The exercise
Turn the records below into a numbered list with one line per item, and drop any blank lines.

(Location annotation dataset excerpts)

####################

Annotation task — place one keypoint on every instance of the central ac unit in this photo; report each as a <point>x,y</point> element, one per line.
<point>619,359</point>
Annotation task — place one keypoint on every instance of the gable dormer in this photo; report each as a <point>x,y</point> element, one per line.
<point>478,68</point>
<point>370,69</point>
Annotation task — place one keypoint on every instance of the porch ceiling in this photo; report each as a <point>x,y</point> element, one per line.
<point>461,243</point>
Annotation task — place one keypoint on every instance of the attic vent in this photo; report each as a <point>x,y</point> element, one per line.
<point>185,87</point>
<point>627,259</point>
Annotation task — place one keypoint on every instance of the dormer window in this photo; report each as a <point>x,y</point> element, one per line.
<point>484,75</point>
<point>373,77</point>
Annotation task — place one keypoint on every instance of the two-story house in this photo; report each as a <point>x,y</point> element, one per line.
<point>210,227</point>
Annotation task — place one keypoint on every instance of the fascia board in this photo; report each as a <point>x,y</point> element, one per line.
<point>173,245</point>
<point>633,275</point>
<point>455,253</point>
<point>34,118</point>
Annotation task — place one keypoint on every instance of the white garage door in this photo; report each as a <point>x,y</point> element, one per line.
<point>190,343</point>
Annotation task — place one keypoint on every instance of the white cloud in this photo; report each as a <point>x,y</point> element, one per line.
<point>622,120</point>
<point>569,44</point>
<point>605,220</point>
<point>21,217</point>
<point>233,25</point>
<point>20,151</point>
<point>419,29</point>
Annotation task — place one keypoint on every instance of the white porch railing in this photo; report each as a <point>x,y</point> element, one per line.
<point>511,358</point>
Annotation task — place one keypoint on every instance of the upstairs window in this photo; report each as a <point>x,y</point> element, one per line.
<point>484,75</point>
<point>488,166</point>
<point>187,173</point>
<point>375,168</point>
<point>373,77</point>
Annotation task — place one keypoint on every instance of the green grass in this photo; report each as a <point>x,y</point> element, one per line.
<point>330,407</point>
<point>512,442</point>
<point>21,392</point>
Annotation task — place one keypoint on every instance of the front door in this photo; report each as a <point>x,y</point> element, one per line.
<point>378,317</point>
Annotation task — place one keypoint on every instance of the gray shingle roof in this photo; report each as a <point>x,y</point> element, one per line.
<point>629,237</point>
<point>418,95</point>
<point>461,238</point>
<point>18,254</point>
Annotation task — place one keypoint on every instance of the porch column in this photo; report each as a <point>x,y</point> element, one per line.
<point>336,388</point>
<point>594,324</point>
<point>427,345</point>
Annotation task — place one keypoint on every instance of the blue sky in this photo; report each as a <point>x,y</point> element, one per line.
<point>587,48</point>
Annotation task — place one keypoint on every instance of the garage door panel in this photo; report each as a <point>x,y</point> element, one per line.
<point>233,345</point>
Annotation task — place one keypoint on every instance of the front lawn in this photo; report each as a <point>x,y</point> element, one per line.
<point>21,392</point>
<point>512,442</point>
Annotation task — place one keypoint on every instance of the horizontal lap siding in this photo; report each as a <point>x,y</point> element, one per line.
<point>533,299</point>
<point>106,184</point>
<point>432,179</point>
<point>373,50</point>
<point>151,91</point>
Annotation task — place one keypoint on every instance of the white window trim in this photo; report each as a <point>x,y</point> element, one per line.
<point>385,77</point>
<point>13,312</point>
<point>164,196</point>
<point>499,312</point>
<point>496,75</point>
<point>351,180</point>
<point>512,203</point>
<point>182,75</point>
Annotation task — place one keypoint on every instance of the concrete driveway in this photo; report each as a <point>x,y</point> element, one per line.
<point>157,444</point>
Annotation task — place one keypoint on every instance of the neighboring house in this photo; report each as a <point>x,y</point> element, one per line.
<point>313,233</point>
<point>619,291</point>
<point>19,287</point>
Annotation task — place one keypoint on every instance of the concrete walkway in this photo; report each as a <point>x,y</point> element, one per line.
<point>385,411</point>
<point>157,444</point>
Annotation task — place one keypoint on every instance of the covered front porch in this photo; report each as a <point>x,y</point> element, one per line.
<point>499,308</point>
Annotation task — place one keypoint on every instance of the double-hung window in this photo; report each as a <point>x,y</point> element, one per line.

####################

Task response
1. Annotation task — place one keypoint on every instance of the central ac unit in this photo; report each as a <point>x,y</point> element, one per line.
2. <point>619,359</point>
3. Annotation task — place one keypoint on every instance of the gable dormer in this photo; report each as a <point>x,y</point> element, one per line.
4. <point>478,68</point>
5. <point>370,69</point>
6. Annotation task — place one keypoint on every instance of the porch ceiling in this photo; report each as a <point>x,y</point> element, one per line.
7. <point>461,243</point>
8. Annotation task — place one keypoint on every instance of the attic vent in this photo; report each as a <point>x,y</point> element, one per line.
9. <point>185,87</point>
10. <point>627,259</point>
11. Annotation task — place one keypoint on every instance of the dormer window in this photo; report each as a <point>x,y</point> element, one per line.
12. <point>484,75</point>
13. <point>373,77</point>
14. Annotation task — place one keypoint on every instance of the two-story house in this photo; report each as a <point>x,y</point> element, one per line.
15. <point>210,227</point>
16. Annotation task — place one keypoint on every instance of the fascia board in this photo; report each as a <point>x,y</point> element, one per line.
17. <point>173,245</point>
18. <point>633,275</point>
19. <point>455,253</point>
20. <point>34,118</point>
21. Annotation task — place one keypoint on every instance of the white garage door in this photo; report each as a <point>x,y</point> element, one per line.
22. <point>190,343</point>
23. Annotation task — place one keypoint on every instance of the white cloud in this photo; report each as a <point>x,y</point> element, one per line.
24. <point>622,120</point>
25. <point>569,44</point>
26. <point>605,220</point>
27. <point>21,217</point>
28. <point>233,25</point>
29. <point>20,151</point>
30. <point>419,29</point>
31. Annotation task — place one keypoint on every instance of the white porch railing in this photo; report each as a <point>x,y</point> element, one per line.
32. <point>511,358</point>
33. Annotation task — place one keypoint on every instance of the upstairs window in this photo; report each as a <point>x,y</point> element, one per line.
34. <point>484,75</point>
35. <point>488,166</point>
36. <point>187,173</point>
37. <point>375,168</point>
38. <point>373,77</point>
39. Annotation task — place one keypoint on every instance of the green grass in this photo; report each as a <point>x,y</point> element, one per line.
40. <point>330,407</point>
41. <point>512,442</point>
42. <point>21,392</point>
43. Annotation task — place one keypoint on every instance of the front door in this photo; report each as a <point>x,y</point> element, one per line.
44. <point>378,317</point>
45. Annotation task — place one keypoint on every instance of the gray shingle roof in this photo; report each as a <point>x,y</point> element, one per line.
46. <point>629,237</point>
47. <point>418,95</point>
48. <point>461,238</point>
49. <point>18,254</point>
50. Annotation task — place one keypoint on every instance of the porch column in this photo; report each as a <point>x,y</point> element, one per line.
51. <point>336,388</point>
52. <point>594,324</point>
53. <point>427,345</point>
54. Annotation task — place one keypoint on every instance of the blue sky in this photo; report each as a <point>x,y</point> element, one per line.
55. <point>587,48</point>
56. Annotation task — place one keypoint on every instance of the garage door panel in this photo; report each as a <point>x,y</point> element, one per line.
57. <point>233,345</point>
58. Annotation task — place one keypoint on every instance of the front lawn in this photo; report each as a <point>x,y</point> element, one per line.
59. <point>21,392</point>
60. <point>512,442</point>
61. Annotation task — place one keypoint on every instance of the horizontal lap siding in this photo; report each as a <point>x,y</point> element, one per line.
62. <point>533,299</point>
63. <point>106,184</point>
64. <point>432,179</point>
65. <point>373,50</point>
66. <point>151,91</point>
67. Annotation task — place one keypoint on every instance of the white window trim in this photo; report each as a <point>x,y</point> element, one per line.
68. <point>385,77</point>
69. <point>13,312</point>
70. <point>164,196</point>
71. <point>499,312</point>
72. <point>496,75</point>
73. <point>351,180</point>
74. <point>512,203</point>
75. <point>182,75</point>
76. Annotation task — place one keypoint on every instance of the concrete driveway in this photo; report each as a <point>x,y</point> element, one per line.
77. <point>157,444</point>
78. Annotation task — place one keypoint on every instance of the neighboring house in this photo; report each as a <point>x,y</point> element, one per line.
79. <point>313,233</point>
80. <point>619,291</point>
81. <point>19,287</point>
82. Annotation task — place one keypoint on every instance of the concrete walkway in this photo; report each as a <point>x,y</point> element, one per line.
83. <point>385,411</point>
84. <point>157,444</point>
85. Annotation task — place one keypoint on every instance of the covered front porch in this photo; report each as a <point>x,y</point> element, one per line.
86. <point>499,308</point>
87. Annotation task — place one keypoint on every instance of the double-hung window in this photo; report each as a <point>x,y</point> element, one per line.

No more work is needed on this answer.